(Saved entries)
■ ■ ■ ■ ■ ■ ■

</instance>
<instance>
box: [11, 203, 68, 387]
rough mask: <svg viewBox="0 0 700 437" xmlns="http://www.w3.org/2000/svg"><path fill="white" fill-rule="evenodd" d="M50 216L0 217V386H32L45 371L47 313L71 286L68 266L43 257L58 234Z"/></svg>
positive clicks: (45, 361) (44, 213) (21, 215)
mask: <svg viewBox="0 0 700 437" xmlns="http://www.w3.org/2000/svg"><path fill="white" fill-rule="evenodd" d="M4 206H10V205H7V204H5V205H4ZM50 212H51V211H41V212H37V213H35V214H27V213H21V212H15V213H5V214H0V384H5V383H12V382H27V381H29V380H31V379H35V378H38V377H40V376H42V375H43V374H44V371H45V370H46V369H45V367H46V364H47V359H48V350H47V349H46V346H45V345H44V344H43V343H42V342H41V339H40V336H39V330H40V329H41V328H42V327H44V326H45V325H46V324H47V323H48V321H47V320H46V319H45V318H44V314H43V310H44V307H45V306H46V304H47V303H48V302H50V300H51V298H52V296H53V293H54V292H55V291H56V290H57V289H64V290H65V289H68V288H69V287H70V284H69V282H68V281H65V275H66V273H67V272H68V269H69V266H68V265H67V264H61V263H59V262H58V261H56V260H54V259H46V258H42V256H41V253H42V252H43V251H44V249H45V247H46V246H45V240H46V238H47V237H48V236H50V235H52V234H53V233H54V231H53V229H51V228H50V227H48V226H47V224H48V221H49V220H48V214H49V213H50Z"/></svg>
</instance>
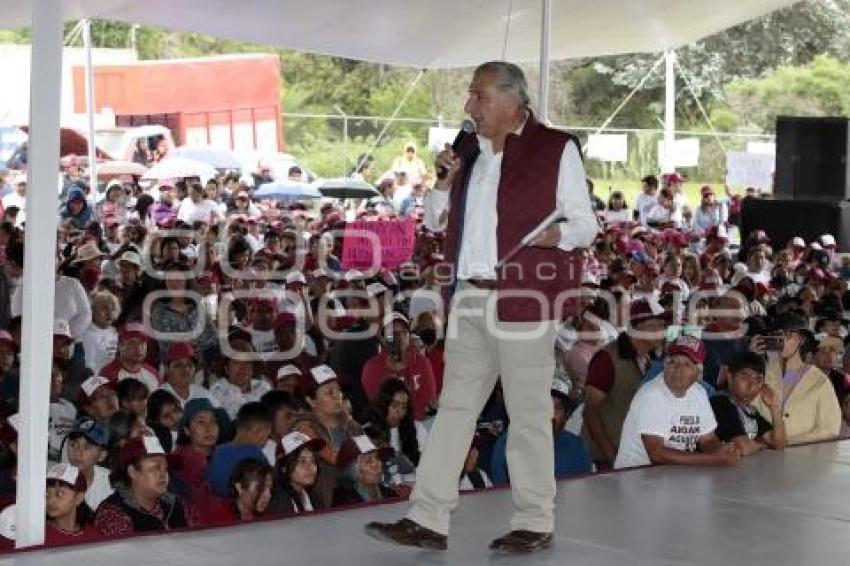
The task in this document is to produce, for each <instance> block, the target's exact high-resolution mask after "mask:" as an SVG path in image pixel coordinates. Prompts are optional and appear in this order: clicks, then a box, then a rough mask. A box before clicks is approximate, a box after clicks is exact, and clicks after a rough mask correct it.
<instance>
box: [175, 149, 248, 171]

■ ■ ■ ■ ■ ■ ■

**Task prompt:** Convert every line of the material above into a JSON list of strings, one string per line, skipping blank lines. Leave the picture out of the list.

**Completed exercise:**
[
  "</instance>",
  "<instance>",
  "box: [11, 203, 68, 387]",
  "rough mask: <svg viewBox=\"0 0 700 437\" xmlns=\"http://www.w3.org/2000/svg\"><path fill=\"white\" fill-rule=\"evenodd\" d=\"M50 216L0 217V386H32L45 371L47 313L71 286L68 266L43 257L58 234Z\"/></svg>",
  "positive clicks: (45, 361) (44, 213) (21, 215)",
  "mask: <svg viewBox=\"0 0 700 437\" xmlns=\"http://www.w3.org/2000/svg\"><path fill=\"white\" fill-rule=\"evenodd\" d=\"M4 206H10V205H7V204H5V205H4ZM50 212H51V211H41V212H37V213H35V214H27V213H21V212H15V213H5V214H0V384H5V383H12V382H27V381H29V380H31V379H35V378H38V377H40V376H42V375H43V374H44V371H45V370H46V369H45V367H46V364H47V359H48V350H47V349H46V346H45V345H44V344H43V343H42V342H41V339H40V336H39V330H40V329H41V328H42V327H44V326H45V325H46V324H47V323H48V321H47V320H46V319H45V318H44V314H43V310H44V307H45V306H46V304H47V303H48V302H50V300H51V298H52V296H53V293H54V292H55V291H56V290H57V289H64V290H65V289H68V288H69V287H70V284H69V282H68V281H65V275H66V273H67V272H68V269H69V266H68V265H67V264H61V263H59V262H58V261H56V260H54V259H46V258H42V256H41V253H42V252H43V251H44V249H45V247H46V246H45V240H46V238H47V237H48V236H50V235H52V234H53V233H54V231H53V229H51V228H50V227H48V226H47V224H48V221H49V220H48V214H49V213H50Z\"/></svg>",
  "</instance>",
  "The task in this document is to produce, for each <instance> block, the target's exact high-resolution mask after \"mask:\" as an SVG path in image pixel coordinates. Prompts are optional and appear in this order: clicks, then a box, then a rough mask. A box before clicks is approximate, a box after clicks is exact, and clicks after a rough mask correct it.",
  "<instance>",
  "box: [175, 149, 248, 171]"
]